**SET EXERCISE:**
Please copy each of the following items word for word.

**DATASET CONTENT:**
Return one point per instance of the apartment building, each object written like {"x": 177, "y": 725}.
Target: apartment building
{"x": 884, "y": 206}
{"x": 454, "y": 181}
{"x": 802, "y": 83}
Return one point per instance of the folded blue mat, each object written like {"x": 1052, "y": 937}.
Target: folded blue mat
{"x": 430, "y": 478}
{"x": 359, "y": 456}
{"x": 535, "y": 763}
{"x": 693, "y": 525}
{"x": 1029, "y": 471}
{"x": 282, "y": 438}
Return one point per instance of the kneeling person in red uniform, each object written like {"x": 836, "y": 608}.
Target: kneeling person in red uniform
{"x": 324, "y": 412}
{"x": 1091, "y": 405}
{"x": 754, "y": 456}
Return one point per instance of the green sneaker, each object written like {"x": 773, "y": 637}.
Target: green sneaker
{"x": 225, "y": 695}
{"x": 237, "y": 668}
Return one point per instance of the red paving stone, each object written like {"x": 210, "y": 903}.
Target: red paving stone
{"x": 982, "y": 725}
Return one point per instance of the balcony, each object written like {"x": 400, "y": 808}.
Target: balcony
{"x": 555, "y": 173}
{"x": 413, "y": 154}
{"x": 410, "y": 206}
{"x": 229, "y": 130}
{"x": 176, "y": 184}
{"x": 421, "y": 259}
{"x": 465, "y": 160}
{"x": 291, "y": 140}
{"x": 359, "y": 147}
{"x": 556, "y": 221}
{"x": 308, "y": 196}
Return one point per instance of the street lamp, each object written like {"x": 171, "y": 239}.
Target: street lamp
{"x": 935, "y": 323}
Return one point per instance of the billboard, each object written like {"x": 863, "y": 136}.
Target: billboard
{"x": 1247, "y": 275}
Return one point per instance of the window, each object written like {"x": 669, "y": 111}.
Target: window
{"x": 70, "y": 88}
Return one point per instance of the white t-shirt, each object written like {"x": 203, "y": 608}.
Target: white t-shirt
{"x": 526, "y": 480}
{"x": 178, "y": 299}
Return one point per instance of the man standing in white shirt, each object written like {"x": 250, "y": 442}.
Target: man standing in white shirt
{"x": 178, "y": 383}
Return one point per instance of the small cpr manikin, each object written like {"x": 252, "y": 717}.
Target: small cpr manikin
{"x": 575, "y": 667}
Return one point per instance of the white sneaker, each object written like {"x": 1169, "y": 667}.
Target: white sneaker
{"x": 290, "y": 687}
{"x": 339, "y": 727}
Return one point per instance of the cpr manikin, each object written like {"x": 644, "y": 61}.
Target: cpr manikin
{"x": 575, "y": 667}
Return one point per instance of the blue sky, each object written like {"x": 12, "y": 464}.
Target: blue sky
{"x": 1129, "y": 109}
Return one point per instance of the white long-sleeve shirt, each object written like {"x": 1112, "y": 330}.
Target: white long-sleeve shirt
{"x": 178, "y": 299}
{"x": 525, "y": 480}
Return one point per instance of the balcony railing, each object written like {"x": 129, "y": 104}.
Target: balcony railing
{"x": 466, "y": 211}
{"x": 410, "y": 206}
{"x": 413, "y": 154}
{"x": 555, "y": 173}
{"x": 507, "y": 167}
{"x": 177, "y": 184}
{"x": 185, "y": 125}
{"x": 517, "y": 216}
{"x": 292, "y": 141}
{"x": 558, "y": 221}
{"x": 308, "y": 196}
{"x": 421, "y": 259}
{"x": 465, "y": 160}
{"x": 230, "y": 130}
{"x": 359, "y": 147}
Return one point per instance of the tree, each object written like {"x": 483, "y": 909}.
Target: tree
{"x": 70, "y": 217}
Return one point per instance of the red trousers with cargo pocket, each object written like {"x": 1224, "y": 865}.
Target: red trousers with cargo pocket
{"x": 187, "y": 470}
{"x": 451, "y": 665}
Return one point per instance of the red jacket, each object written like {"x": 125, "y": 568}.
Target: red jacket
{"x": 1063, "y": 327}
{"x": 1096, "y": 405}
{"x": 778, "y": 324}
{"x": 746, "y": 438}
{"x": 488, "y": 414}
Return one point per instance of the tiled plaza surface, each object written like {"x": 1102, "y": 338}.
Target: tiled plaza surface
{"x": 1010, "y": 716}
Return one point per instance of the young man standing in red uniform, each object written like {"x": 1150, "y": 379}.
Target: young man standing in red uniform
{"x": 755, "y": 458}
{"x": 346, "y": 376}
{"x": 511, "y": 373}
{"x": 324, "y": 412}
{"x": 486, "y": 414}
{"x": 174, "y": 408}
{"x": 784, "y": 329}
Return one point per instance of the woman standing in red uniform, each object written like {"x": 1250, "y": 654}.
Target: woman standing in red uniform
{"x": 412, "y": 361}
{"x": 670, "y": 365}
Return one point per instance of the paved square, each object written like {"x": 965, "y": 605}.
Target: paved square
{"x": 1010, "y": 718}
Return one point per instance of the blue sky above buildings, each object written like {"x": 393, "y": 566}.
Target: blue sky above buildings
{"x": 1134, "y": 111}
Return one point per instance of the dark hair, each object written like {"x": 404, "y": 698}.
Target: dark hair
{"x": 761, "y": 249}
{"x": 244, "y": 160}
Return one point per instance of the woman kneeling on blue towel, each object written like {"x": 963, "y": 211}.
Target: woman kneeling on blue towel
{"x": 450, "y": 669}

**THE REPLY:**
Return one point per instance of the apartment building, each object written like {"x": 177, "y": 725}.
Target: apartment building
{"x": 884, "y": 206}
{"x": 454, "y": 181}
{"x": 802, "y": 83}
Return one point per instance of the folded blue mat, each object written like {"x": 1052, "y": 937}.
Target: folded blue mat
{"x": 430, "y": 478}
{"x": 359, "y": 456}
{"x": 535, "y": 763}
{"x": 693, "y": 525}
{"x": 1029, "y": 471}
{"x": 282, "y": 438}
Return one point per instance of the kneeling person in red uniform, each object written like {"x": 836, "y": 608}.
Target: kneeling person in red uniform
{"x": 324, "y": 412}
{"x": 1091, "y": 405}
{"x": 754, "y": 456}
Return one point per instance of the green sneaker, each object written like {"x": 773, "y": 637}.
Target: green sneaker
{"x": 225, "y": 695}
{"x": 237, "y": 668}
Return one point per instance of the red paving stone, each object written like {"x": 210, "y": 903}.
Target: red paving stone
{"x": 982, "y": 725}
Return one point per instance of the balcony, each object written like {"x": 400, "y": 808}.
Target: balcony
{"x": 555, "y": 173}
{"x": 413, "y": 154}
{"x": 410, "y": 206}
{"x": 229, "y": 130}
{"x": 176, "y": 184}
{"x": 421, "y": 259}
{"x": 465, "y": 160}
{"x": 291, "y": 140}
{"x": 359, "y": 147}
{"x": 556, "y": 221}
{"x": 308, "y": 196}
Return one point per instance of the street lamp, each object written like {"x": 171, "y": 239}.
Target: street lamp
{"x": 935, "y": 323}
Return one point per instance of the billboard, each object written like {"x": 863, "y": 136}.
Target: billboard
{"x": 1247, "y": 275}
Return one point per instance of the window, each object written like {"x": 669, "y": 111}.
Target: window
{"x": 70, "y": 88}
Return one point per instance of the white t-shirt, each object written like {"x": 203, "y": 608}.
Target: white t-shirt
{"x": 526, "y": 480}
{"x": 178, "y": 299}
Return one point per instance of the man standing in white shirt, each object written like {"x": 250, "y": 442}.
Target: man standing in white shirt
{"x": 178, "y": 383}
Return one point per instance of the small cpr manikin, each object written like {"x": 252, "y": 717}.
Target: small cpr manikin
{"x": 575, "y": 667}
Return one point per instance of the white sneaker, each object written like {"x": 1169, "y": 667}.
Target: white sneaker
{"x": 290, "y": 687}
{"x": 339, "y": 727}
Return one point per instance of the cpr manikin, each object written like {"x": 644, "y": 61}.
Target: cpr manikin
{"x": 575, "y": 667}
Return one point per instance of the blue sky, each object written like {"x": 12, "y": 464}.
Target: blue sky
{"x": 1129, "y": 109}
Return one point per instance of the white long-sleeve shirt, each object written like {"x": 1112, "y": 330}.
Target: white long-sleeve shirt
{"x": 178, "y": 299}
{"x": 525, "y": 480}
Return one point per instance of the balcony railing, each object written like {"x": 129, "y": 104}.
Target: balcony railing
{"x": 466, "y": 211}
{"x": 410, "y": 206}
{"x": 413, "y": 154}
{"x": 555, "y": 173}
{"x": 507, "y": 167}
{"x": 177, "y": 184}
{"x": 185, "y": 125}
{"x": 517, "y": 216}
{"x": 292, "y": 141}
{"x": 558, "y": 221}
{"x": 308, "y": 196}
{"x": 421, "y": 259}
{"x": 465, "y": 160}
{"x": 230, "y": 130}
{"x": 359, "y": 147}
Return one point per instance of the tree, each object written like {"x": 483, "y": 909}.
Target: tree
{"x": 70, "y": 217}
Return one point per instance of the red trousers with cargo pocket, each object written like {"x": 1224, "y": 865}.
Target: red trousers with cargo pocket
{"x": 187, "y": 470}
{"x": 451, "y": 665}
Return one point per instance of the red jacket, each object written like {"x": 125, "y": 568}.
Target: red jacket
{"x": 1063, "y": 327}
{"x": 1096, "y": 405}
{"x": 778, "y": 324}
{"x": 746, "y": 438}
{"x": 488, "y": 414}
Return one point per instance of the tiled plaza surface, each object written like {"x": 1102, "y": 338}.
Target: tiled plaza surface
{"x": 1010, "y": 716}
Return one point per instance of the young man standing in red uniform, each object written like {"x": 1150, "y": 379}.
Target: young man standing in red uniform
{"x": 755, "y": 458}
{"x": 346, "y": 376}
{"x": 511, "y": 373}
{"x": 324, "y": 412}
{"x": 486, "y": 414}
{"x": 174, "y": 408}
{"x": 784, "y": 329}
Return one point per instance of the woman standing in red uniform, each object written like {"x": 1250, "y": 654}.
Target: woman standing in red uniform
{"x": 412, "y": 361}
{"x": 670, "y": 365}
Return one point per instance of the paved square, each object written like {"x": 965, "y": 605}.
Target: paved square
{"x": 1010, "y": 718}
Return one point per instance of the blue sky above buildings, each object written like {"x": 393, "y": 566}.
Target: blue sky above buildings
{"x": 1134, "y": 111}
Return one point per instance of the dark hair, each object written like {"x": 404, "y": 698}.
Target: dark hair
{"x": 761, "y": 249}
{"x": 244, "y": 160}
Return one point per instance of the woman kneeling on blue towel, each object written like {"x": 963, "y": 211}.
Target: woman kneeling on blue towel
{"x": 450, "y": 669}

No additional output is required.